Проблема не в жизни в мире абстракций или образов, а в том, как человек соотносит эту жизнь с реальностью. Чем больше у человека претензий...на роль "колдуна" - на управление этой реальностью - тем больше вероятность самоубийства. Маяковский и Есенин претендовали на роль "колдунов", но оказались бессильны что-либо изменить, - не только в реальности, но и в своей личной жизни.
Есть, правда, вариант, на первый взгляд, кажущийся другим: "искусство ради искусства", - когда человек занят созданием внутреннего мира, не имея никаких целей во внешней реальности. Что-то похожее происходит с Лужиным: шахматы перестают быть спортом, и становятся самодостаточной реальностью. Сознание не может быть полностью оторвано от реальности, поскольку в этом случае само функционирование сознания теряет смысл.
В сущности, и "Защита Лужина" и "Приглашение на казнь" - прямые предшественники "Матрицы" братьев Вачовски. С точки зрения жителей Матрицы, Нео просто исчезает. Для самого Нео реальность распадается на мелкие квадратики. По-моему, вы пишете о хорошо знакомом многим ощущении, которое в психиатрии получило название синдрома деперсонализации-дереализации: когда человек слишком сильно погружен в размышления над абстрактными конструкциями, реальность как будто начинает распадаться. В этом состоянии все кажется бессмысленным - и реальность, и существование человека в ней. В подобном состоянии человек действительно может шагнуть в окно.
Правда, выйти из этого состояния тоже не слишком сложно: достаточно переключить внимание на что-то конкретное, имеющее отношение к реальности.
Однако, далеко не все люди искренне увлеченные абстрактными поисками выходят в окно.
Для того чтобы "выйти в окно", и в этой ситуации необходима таящаяся где-то в глубине души "мания величия": Лужина ведет уверенность в том, что шахматная реальность более реальна, чем та плоскость, в которой он существует. Его ведет уверенность в том, что он сможет перешагнуть в иной мир, а вовсе не желание смерти (как пустоты и темноты).
Для того, чтобы сделать подобный шаг, ему необходимо чувство собственного превосходства над плоской реальностью - ощущения власти над обоими реальностями.

◆ **Доступные данные**:
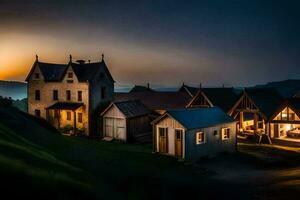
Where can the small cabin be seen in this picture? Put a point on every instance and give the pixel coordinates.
(127, 121)
(189, 134)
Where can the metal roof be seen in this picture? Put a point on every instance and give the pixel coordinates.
(65, 106)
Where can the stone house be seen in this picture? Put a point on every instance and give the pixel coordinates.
(67, 95)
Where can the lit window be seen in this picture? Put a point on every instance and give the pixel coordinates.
(36, 75)
(55, 95)
(68, 115)
(80, 117)
(178, 134)
(199, 137)
(68, 94)
(225, 133)
(103, 92)
(215, 132)
(37, 113)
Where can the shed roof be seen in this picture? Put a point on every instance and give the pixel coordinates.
(155, 100)
(65, 106)
(140, 88)
(132, 108)
(193, 118)
(224, 98)
(266, 99)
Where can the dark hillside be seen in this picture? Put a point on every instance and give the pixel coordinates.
(42, 163)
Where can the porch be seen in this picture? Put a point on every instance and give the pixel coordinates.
(67, 117)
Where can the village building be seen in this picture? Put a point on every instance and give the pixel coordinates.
(127, 121)
(157, 101)
(67, 95)
(223, 98)
(285, 122)
(193, 133)
(141, 88)
(254, 110)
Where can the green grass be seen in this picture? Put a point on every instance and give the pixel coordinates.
(35, 157)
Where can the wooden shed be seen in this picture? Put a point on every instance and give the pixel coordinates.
(126, 120)
(192, 133)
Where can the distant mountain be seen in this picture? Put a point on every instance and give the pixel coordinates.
(13, 89)
(287, 88)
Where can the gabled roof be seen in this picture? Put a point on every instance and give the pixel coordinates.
(84, 72)
(287, 88)
(266, 99)
(192, 91)
(65, 106)
(155, 100)
(295, 105)
(132, 108)
(52, 72)
(194, 118)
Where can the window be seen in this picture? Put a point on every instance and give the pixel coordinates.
(199, 137)
(215, 132)
(225, 133)
(37, 113)
(79, 95)
(36, 75)
(68, 115)
(68, 94)
(70, 74)
(80, 117)
(178, 134)
(55, 95)
(103, 92)
(37, 95)
(292, 116)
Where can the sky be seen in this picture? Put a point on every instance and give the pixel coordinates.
(165, 43)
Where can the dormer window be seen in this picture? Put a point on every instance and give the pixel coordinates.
(70, 74)
(37, 76)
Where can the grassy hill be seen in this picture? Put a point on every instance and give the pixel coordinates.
(13, 89)
(41, 163)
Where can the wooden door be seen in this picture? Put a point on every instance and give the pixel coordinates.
(109, 127)
(163, 140)
(178, 143)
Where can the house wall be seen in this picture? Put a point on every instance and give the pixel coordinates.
(46, 92)
(64, 122)
(139, 125)
(171, 124)
(213, 144)
(283, 125)
(114, 116)
(96, 99)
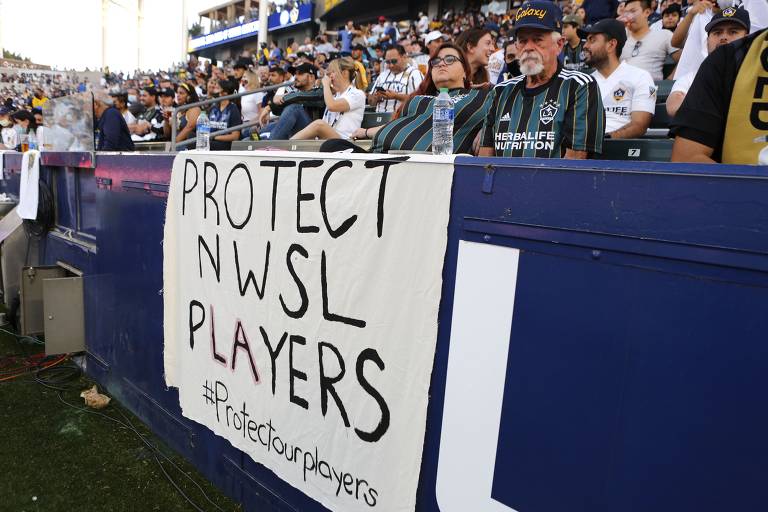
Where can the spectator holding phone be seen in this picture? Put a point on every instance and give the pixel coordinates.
(396, 83)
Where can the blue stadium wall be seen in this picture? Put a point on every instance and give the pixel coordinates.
(637, 363)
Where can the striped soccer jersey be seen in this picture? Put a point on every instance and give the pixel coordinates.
(413, 129)
(566, 113)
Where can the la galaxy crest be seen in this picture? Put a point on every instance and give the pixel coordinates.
(548, 111)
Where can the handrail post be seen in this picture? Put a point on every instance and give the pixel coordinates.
(173, 127)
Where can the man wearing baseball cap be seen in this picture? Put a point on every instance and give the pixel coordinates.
(722, 29)
(723, 117)
(628, 92)
(298, 108)
(548, 112)
(574, 43)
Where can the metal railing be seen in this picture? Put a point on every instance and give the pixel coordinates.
(183, 108)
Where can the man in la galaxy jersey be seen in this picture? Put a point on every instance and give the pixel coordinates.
(548, 112)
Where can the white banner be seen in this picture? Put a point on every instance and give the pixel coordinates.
(301, 294)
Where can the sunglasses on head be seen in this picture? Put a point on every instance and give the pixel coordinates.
(448, 60)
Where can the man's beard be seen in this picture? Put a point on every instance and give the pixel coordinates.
(531, 64)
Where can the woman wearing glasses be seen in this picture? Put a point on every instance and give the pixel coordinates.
(478, 44)
(344, 104)
(412, 130)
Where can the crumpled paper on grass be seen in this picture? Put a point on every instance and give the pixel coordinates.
(94, 399)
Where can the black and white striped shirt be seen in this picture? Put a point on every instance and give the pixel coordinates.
(404, 82)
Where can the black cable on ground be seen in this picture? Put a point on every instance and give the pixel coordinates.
(57, 380)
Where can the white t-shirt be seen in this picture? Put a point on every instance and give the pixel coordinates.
(628, 89)
(404, 82)
(249, 106)
(10, 137)
(495, 65)
(651, 52)
(345, 123)
(683, 83)
(129, 118)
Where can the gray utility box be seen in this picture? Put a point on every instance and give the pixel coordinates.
(52, 303)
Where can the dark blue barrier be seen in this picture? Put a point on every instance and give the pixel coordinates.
(637, 361)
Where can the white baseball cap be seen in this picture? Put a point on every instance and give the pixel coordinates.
(433, 36)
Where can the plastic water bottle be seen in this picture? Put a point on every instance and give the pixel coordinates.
(442, 124)
(203, 132)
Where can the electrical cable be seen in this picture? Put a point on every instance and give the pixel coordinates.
(46, 214)
(153, 449)
(37, 370)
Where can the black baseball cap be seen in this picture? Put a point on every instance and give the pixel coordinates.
(609, 26)
(740, 16)
(539, 14)
(306, 67)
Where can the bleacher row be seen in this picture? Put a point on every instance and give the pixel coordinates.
(654, 147)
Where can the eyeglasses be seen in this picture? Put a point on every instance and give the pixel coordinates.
(447, 60)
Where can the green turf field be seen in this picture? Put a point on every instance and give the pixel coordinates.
(57, 458)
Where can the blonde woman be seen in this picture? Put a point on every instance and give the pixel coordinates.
(251, 104)
(344, 104)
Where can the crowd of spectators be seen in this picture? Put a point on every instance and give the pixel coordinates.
(540, 79)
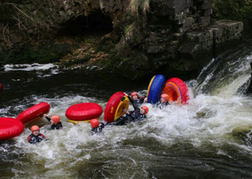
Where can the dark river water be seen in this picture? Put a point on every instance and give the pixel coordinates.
(208, 138)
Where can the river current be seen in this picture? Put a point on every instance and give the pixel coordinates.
(208, 138)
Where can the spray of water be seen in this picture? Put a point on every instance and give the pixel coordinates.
(211, 123)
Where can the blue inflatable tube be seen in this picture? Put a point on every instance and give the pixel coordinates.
(155, 88)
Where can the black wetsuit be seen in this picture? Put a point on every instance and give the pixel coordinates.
(35, 139)
(97, 129)
(162, 105)
(55, 126)
(132, 116)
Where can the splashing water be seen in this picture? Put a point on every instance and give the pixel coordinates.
(208, 138)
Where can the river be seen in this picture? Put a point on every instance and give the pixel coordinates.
(208, 138)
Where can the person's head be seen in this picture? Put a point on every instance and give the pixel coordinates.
(134, 95)
(35, 130)
(55, 119)
(94, 123)
(164, 98)
(144, 110)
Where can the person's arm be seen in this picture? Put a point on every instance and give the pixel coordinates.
(42, 135)
(48, 118)
(135, 106)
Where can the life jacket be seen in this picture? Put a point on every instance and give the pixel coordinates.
(97, 129)
(162, 105)
(35, 139)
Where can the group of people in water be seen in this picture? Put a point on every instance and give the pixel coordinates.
(138, 114)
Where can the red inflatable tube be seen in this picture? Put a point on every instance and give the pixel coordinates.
(34, 112)
(84, 111)
(10, 127)
(115, 105)
(177, 90)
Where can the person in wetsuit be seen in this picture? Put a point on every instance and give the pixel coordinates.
(163, 102)
(35, 136)
(138, 114)
(55, 121)
(96, 126)
(138, 99)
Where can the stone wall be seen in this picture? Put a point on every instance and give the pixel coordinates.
(146, 36)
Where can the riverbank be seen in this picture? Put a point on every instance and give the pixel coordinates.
(135, 40)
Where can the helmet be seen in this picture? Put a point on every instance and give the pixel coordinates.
(165, 96)
(146, 109)
(133, 94)
(94, 123)
(35, 128)
(55, 118)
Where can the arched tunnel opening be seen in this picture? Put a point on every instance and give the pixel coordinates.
(94, 24)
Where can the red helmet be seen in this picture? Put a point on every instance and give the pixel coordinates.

◆ **Рабочее задание 1**:
Выпишите из текста о Лужине и реальности часть, которая открывается словами «Для того чтобы» и завершается словами «над обоими реальностями.».
◆ **Рабочее задание 2**:
Продолжите текст о Лужине и реальности, начав сразу после его последнего предложения.

◆ **Раздел ответа 1**:
Для того чтобы "выйти в окно", и в этой ситуации необходима таящаяся где-то в глубине души "мания величия": Лужина ведет уверенность в том, что шахматная реальность более реальна, чем та плоскость, в которой он существует. Его ведет уверенность в том, что он сможет перешагнуть в иной мир, а вовсе не желание смерти (как пустоты и темноты).
Для того, чтобы сделать подобный шаг, ему необходимо чувство собственного превосходства над плоской реальностью - ощущения власти над обоими реальностями.

◆ **Раздел ответа 2**:
Во всем этом легко запутаться. С одной стороны, я всегда подчеркиваю, что работа с образами нужна ради того, чтобы вносить какие-то изменения в реальность, а с другой стороны, не перестаю объяснять, что
претензия на власть над реальностью является чуть ли не единственной психической болезнью человека.Для того чтобы не сойти с ума и не покончить с собой, на мой сегодняшний взгляд, человек должен научиться в своем сознании разделять любовь и власть.
У любимого существа можно о чем-то просить, но ему нельзя приказывать. Можно что-то делать для любимого существа и даже с его помощь, но любимое существо нельзя
использовать в своих интересах.
Юнг считал образы частью реальности. Если мы любим реальность, то создаем образы
для нее - для того чтобы ей помочь. Мысли о самоубийстве порождаются ощущением того, что реальность должна "прогнуться под нас",.. а она не хочет соответствовать нашему желанию.
Нам нужно научиться творить из любви к Творению, не ожидая, что наше творчество "прогнет" реальность и вознесет нас к славе. Это трудно, - знаю по себе, - но иначе мы любим не Творение и даже не продукт нашего творчества, - мы любим исключительно свой успех.
"Волшебный остров", или "Волшебный Город" можно использовать для изучения себя и примирения с собой, создавая образ внутренней целостности. Эти упражнения позволяют преодолевать тревогу, поскольку тревога - это
всегда беспокойство за то, что
реальность окажется к тебе неблагосклонной, что ты или твои близкие могут пострадать
от взаимодействия с реальностью в будущем.
Внутренние панорамы позволяют просить реальность о ее благосклонности, но не командовать ею. Они помогают просить близких о том, о чем не получается попросить словами. Слова - продукт аналитического мышления: они дифференцируют, и потому далеко не всегда способствуют любви.